| Texto em estudo |
########################################

Ele também afirmou ter se arrependido da participação na manifestação de apoio ao presidente em 2020, no início da pandemia. “De minha parte, digo que foi um momento em que não refleti sobre a questão da imagem negativa que isso passaria. E, certamente, depois disso, nunca mais houve esse tipo de comportamento meu, por exemplo”, afirmou.
As tensões entre Bolsonaro e a Anvisa aumentaram no final de 2021. Em novembro, devido ao aparecimento na África do Sul da variante ômicron, cepa mais transmissível do novo coronavírus, a agência recomendou à Casa Civil que se exigisse o comprovante de vacinação contra a covid-19 de viajantes que chegam ao Brasil por ar e terra.
“A inexistência de uma política de cobrança dos certificados de vacinação pode propiciar que o Brasil se torne um dos países de escolha para os turistas e viajantes não vacinados, o que é indesejado do ponto de vista do risco que esse grupo representa para a população brasileira e para o Sistema Único de Saúde”, afirmou o órgão.
Bolsonaro sempre se disse contra o passaporte vacinal por considerá-lo uma “coleira”, embora a medida seja considerada eficaz. O governo propôs como alternativa uma quarentena de cinco dias para os não vacinados, mas a medida foi barrada pelo Supremo Tribunal Federal, que impôs a necessidade de apresentação da carteira de vacinação. Na segunda-feira (20), o governo publicou uma portaria obrigando a apresentação de comprovante de vacinação para a entrada de viajantes no país, atendendo à determinação da Justiça.
Em 16 de dezembro, a Anvisa aprovou o uso de doses pediátricas da Pfizer em crianças de 5 a 11 anos, como ocorreu em países como os Estados Unidos, mas o Ministério da Saúde sequer havia comprado essas vacinas. Segundo o portal UOL, Bolsonaro ficou furioso e transtornado com Barra Torres por causa da decisão. Ele afirmou ter se arrependido da indicação do contra-almirante para o cargo.
Por causa dos mandatos fixos, o presidente não pode demitir os diretores da Anvisa, como fez com ministros da Saúde ou no Iphan (Instituto do Patrimônio Histórico e Artístico Nacional), do qual disse ter “ripado” toda a diretoria por ela ter atrapalhado uma obra executada pelo empresário bolsonarista Luciano Hang, das lojas Havan.

########################################

| Dados brutos |

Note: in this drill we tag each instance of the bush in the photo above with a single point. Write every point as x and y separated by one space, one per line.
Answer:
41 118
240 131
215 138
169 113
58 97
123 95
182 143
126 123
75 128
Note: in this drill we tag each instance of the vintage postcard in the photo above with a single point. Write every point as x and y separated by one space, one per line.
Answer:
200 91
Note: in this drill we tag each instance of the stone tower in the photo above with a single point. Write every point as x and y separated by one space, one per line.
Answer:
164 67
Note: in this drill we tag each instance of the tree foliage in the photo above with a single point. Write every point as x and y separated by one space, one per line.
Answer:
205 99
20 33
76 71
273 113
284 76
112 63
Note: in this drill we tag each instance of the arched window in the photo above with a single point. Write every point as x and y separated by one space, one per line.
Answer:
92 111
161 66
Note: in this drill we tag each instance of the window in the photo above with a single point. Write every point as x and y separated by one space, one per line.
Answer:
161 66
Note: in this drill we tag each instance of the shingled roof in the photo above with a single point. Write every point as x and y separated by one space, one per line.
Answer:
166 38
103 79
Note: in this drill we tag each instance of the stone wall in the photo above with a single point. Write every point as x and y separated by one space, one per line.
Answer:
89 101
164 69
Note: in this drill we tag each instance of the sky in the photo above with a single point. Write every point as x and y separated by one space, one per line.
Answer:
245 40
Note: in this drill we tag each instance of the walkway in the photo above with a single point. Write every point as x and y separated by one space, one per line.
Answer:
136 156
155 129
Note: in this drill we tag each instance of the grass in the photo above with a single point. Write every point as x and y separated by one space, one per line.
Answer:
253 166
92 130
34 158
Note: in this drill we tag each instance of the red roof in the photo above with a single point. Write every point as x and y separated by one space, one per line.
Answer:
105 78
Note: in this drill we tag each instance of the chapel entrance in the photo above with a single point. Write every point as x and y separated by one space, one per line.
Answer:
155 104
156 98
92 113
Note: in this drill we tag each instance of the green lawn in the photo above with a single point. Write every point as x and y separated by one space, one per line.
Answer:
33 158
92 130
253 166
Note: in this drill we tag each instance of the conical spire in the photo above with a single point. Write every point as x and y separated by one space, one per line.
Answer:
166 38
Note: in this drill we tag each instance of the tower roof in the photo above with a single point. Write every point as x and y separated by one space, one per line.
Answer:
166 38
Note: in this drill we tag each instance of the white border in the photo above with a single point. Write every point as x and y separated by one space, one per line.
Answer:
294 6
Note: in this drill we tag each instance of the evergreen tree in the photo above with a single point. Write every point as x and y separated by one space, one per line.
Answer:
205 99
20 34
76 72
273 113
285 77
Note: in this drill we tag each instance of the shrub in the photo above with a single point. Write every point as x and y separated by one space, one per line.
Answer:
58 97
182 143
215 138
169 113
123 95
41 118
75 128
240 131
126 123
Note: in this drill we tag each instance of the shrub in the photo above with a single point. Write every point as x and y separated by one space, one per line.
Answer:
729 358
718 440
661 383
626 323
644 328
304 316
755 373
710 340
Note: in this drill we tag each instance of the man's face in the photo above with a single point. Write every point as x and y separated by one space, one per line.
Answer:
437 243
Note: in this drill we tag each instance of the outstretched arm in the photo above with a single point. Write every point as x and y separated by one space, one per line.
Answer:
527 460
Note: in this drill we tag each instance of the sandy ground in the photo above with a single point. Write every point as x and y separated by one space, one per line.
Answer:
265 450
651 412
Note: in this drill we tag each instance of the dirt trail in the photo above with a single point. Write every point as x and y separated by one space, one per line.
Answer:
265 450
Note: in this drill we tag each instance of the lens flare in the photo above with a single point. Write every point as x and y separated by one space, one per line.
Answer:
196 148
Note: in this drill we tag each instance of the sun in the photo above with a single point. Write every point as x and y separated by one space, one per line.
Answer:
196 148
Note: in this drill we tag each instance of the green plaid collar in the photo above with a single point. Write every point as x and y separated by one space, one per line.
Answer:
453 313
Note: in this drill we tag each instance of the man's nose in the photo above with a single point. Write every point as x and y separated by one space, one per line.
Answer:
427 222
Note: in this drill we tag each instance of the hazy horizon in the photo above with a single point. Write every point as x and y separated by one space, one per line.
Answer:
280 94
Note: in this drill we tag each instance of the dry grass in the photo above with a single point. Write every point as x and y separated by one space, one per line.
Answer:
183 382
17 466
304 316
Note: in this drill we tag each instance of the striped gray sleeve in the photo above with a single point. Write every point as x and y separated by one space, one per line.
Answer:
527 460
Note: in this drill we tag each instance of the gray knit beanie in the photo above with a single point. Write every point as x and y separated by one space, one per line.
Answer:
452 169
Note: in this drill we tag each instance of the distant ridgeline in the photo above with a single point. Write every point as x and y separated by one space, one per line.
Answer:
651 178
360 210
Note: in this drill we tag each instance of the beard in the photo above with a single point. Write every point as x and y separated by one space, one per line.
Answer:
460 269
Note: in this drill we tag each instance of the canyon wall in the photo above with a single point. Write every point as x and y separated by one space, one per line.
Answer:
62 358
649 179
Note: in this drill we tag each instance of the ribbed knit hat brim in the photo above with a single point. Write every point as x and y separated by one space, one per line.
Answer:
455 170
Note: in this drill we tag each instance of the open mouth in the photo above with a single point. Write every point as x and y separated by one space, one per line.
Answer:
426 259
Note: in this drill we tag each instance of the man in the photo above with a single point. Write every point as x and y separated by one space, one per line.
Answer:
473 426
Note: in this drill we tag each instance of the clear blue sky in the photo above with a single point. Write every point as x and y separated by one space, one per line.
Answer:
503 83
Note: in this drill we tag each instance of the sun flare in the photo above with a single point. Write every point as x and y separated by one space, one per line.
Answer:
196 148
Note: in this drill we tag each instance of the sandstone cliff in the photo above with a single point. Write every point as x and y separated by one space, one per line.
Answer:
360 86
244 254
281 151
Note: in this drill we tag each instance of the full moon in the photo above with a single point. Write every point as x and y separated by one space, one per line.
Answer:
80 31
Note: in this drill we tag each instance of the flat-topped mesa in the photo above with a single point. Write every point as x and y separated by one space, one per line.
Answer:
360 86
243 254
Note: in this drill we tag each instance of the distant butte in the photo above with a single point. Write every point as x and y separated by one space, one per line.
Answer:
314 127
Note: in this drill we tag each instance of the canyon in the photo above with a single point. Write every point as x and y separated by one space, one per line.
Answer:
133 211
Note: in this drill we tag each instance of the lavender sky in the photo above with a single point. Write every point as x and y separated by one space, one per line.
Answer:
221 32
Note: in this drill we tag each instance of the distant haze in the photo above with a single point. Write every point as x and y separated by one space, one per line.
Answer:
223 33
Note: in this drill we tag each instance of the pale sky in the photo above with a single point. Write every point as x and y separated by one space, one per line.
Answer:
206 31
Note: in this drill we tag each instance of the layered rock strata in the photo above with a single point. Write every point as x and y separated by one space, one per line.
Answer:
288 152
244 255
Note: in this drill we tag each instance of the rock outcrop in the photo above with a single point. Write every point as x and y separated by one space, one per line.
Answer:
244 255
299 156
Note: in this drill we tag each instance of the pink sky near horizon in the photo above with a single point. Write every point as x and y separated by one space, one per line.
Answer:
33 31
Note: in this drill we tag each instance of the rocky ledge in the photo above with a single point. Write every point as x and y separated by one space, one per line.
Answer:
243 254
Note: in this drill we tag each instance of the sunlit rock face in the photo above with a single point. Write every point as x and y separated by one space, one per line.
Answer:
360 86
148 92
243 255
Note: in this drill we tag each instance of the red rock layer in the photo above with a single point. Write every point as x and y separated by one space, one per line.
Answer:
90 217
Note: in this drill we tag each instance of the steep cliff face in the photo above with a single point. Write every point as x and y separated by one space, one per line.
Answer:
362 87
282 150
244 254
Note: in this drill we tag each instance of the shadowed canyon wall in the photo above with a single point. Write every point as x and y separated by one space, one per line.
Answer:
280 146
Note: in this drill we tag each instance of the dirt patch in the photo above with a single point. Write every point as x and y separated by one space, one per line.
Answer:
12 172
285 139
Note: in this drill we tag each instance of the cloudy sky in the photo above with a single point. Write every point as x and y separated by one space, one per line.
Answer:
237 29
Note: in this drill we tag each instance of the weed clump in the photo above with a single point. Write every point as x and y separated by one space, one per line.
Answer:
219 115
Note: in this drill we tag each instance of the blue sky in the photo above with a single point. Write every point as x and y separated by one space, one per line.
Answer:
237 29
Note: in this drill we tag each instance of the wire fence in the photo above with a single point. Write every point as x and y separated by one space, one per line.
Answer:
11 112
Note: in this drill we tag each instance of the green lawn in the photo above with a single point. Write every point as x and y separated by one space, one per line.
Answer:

########################################

| Lista de tarefas |
a: Edite o texto sobre Bolsonaro e a Anvisa a partir das palavras "Em 16 de dezembro, a" até depois de "para o cargo.", trocando "furioso" por "irritado".
b: Continue o texto sobre Bolsonaro e a Anvisa a partir do ponto em que ele termina.
As linhas não têm relação com o texto sobre Bolsonaro e a Anvisa.

| Suas respostas |
a:
Em 16 de dezembro, a Anvisa aprovou o uso de doses pediátricas da Pfizer em crianças de 5 a 11 anos, como ocorreu em países como os Estados Unidos, mas o Ministério da Saúde sequer havia comprado essas vacinas. Segundo o portal UOL, Bolsonaro ficou irritado e transtornado com Barra Torres por causa da decisão. Ele afirmou ter se arrependido da indicação do contra-almirante para o cargo.

b:
Desde outubro, funcionários da Anvisa receberam ao menos duas ameaças de morte caso liberassem as vacinas para crianças — pelo ECA (Estatuto da Criança e do Adolescente), a imunização com vacinas recomendada pelas autoridades de saúde já é obrigatória para esse público no país. Ao falar durante o anúncio da decisão, Barra Torres comentou os episódios.
“O acirramento dessa violência antivacina vai num viés crescente e é importante que falemos enquanto há tempo, antes que ameaças como essas e outras se concretizem”, disse. Os diretores do órgão chegaram a pedir proteção policial, mas o pedido foi negado.
Em transmissão pela internet no mesmo dia da decisão da Anvisa a favor da vacinação de crianças, Bolsonaro ameaçou divulgar os nomes dos técnicos que assinaram a nota técnica, na tentativa de intimidá-los. No dia seguinte, os diretores da agência divulgaram uma nota dizendo repudiar e repelir com “veemência qualquer ameaça, explícita ou velada que venha constranger, intimidar ou comprometer o livre exercício das atividades regulatórias e o sustento de nossas vidas e famílias: o nosso trabalho, que é proteger a saúde do cidadão”.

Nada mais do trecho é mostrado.